そこで、この発明の目的は、選別部での混合物(穀粒)量に応じて、方向板の設置具合を調整して、横断流ファンの吸引風速を調節可能とし、選別部の風選別による選別効率を向上させたコンバインを提供することにある。
【課題を解決するための手段】
【0005】
このため、請求項1に記載の発明は、穀稈を刈り取る刈取部と、該刈取部で刈り取った穀稈を脱穀する脱穀部と、該脱穀部で脱穀した穀粒を選別する選別部とを備え、前記選別部は、該選別部の前部に配置した、流穀板上からチャフシーブおよびグレンシーブを通過して落下する穀粒を含んだ混合物を、一番物および二番物に風選別するための選別風を、前記混合物量の検出手段による検出情報に基づき前記混合物量に応じて風量を調節して供給する唐箕と、該唐箕の後方であって、前記選別部の後部の排出口に配置した、前記唐箕からの選別風を吸引するための横断流ファンとを備えるとともに、前記排出口には、前記選別風の風向を変えて、前記混合物を前記風選別により風選して得た排出物を、機外の一方向に排出させる方向板とを備えるコンバインにおいて、前記方向板を、前記検出手段により検出した前記混合物量に応じて、可動自在に備えることを特徴とする。
【0006】
請求項2に記載の発明は、請求項1に記載のコンバインにおいて、前記方向板は、前記検出手段により検出した前記混合物量に基づく前記唐箕のシャッタ開閉に連動して昇降することを特徴とする。
【0007】
請求項3に記載の発明は、請求項1に記載のコンバインにおいて、前記方向板は、前記検出手段により検出した前記混合物量に基づく前記唐箕シャッタの開閉に連動して回動することを特徴とする。

_境界ラベル付け項目_
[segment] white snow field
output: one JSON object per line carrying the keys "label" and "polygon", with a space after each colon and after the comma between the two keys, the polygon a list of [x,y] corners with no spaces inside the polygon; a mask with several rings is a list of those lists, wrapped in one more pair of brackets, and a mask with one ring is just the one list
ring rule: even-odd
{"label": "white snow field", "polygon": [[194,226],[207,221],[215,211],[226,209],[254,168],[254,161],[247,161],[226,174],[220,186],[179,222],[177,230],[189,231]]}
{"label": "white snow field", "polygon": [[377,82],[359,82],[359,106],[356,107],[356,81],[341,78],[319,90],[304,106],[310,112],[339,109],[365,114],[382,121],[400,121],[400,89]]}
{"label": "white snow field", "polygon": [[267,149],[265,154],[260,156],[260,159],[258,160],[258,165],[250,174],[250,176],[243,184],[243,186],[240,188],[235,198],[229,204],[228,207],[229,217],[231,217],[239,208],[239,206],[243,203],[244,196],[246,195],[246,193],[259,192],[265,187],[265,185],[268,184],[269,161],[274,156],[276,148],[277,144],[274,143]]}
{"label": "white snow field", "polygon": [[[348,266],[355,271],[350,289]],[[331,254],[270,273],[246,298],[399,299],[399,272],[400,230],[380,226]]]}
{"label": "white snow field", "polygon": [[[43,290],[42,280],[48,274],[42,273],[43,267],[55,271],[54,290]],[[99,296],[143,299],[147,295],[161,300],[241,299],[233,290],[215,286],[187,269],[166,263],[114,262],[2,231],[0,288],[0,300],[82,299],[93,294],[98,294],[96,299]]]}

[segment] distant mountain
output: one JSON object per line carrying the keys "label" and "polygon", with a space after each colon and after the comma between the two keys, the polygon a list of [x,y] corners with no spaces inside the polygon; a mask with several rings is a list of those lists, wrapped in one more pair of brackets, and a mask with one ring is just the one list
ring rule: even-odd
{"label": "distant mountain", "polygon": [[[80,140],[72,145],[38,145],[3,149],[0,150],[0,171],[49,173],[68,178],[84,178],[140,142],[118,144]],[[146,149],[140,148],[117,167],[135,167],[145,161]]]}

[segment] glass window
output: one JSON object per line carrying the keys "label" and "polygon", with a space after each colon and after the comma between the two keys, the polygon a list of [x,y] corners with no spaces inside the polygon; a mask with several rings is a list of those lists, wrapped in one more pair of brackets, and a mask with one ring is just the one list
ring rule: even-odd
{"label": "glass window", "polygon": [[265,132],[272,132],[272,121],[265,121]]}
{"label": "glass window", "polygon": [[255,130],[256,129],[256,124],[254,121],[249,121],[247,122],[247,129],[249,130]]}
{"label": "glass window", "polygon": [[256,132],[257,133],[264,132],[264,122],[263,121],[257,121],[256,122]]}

_課題の詳細_
コンバインに関する本文のうち、「そこで、この発明の目的は、選」から始まり「て回動することを特徴とする。」で終わる部分を、「方向板」を「案内板」に変えて書き出してください。

_解答_
そこで、この発明の目的は、選別部での混合物(穀粒)量に応じて、案内板の設置具合を調整して、横断流ファンの吸引風速を調節可能とし、選別部の風選別による選別効率を向上させたコンバインを提供することにある。
【課題を解決するための手段】
【0005】
このため、請求項1に記載の発明は、穀稈を刈り取る刈取部と、該刈取部で刈り取った穀稈を脱穀する脱穀部と、該脱穀部で脱穀した穀粒を選別する選別部とを備え、前記選別部は、該選別部の前部に配置した、流穀板上からチャフシーブおよびグレンシーブを通過して落下する穀粒を含んだ混合物を、一番物および二番物に風選別するための選別風を、前記混合物量の検出手段による検出情報に基づき前記混合物量に応じて風量を調節して供給する唐箕と、該唐箕の後方であって、前記選別部の後部の排出口に配置した、前記唐箕からの選別風を吸引するための横断流ファンとを備えるとともに、前記排出口には、前記選別風の風向を変えて、前記混合物を前記風選別により風選して得た排出物を、機外の一方向に排出させる案内板とを備えるコンバインにおいて、前記案内板を、前記検出手段により検出した前記混合物量に応じて、可動自在に備えることを特徴とする。
【0006】
請求項2に記載の発明は、請求項1に記載のコンバインにおいて、前記案内板は、前記検出手段により検出した前記混合物量に基づく前記唐箕のシャッタ開閉に連動して昇降することを特徴とする。
【0007】
請求項3に記載の発明は、請求項1に記載のコンバインにおいて、前記案内板は、前記検出手段により検出した前記混合物量に基づく前記唐箕シャッタの開閉に連動して回動することを特徴とする。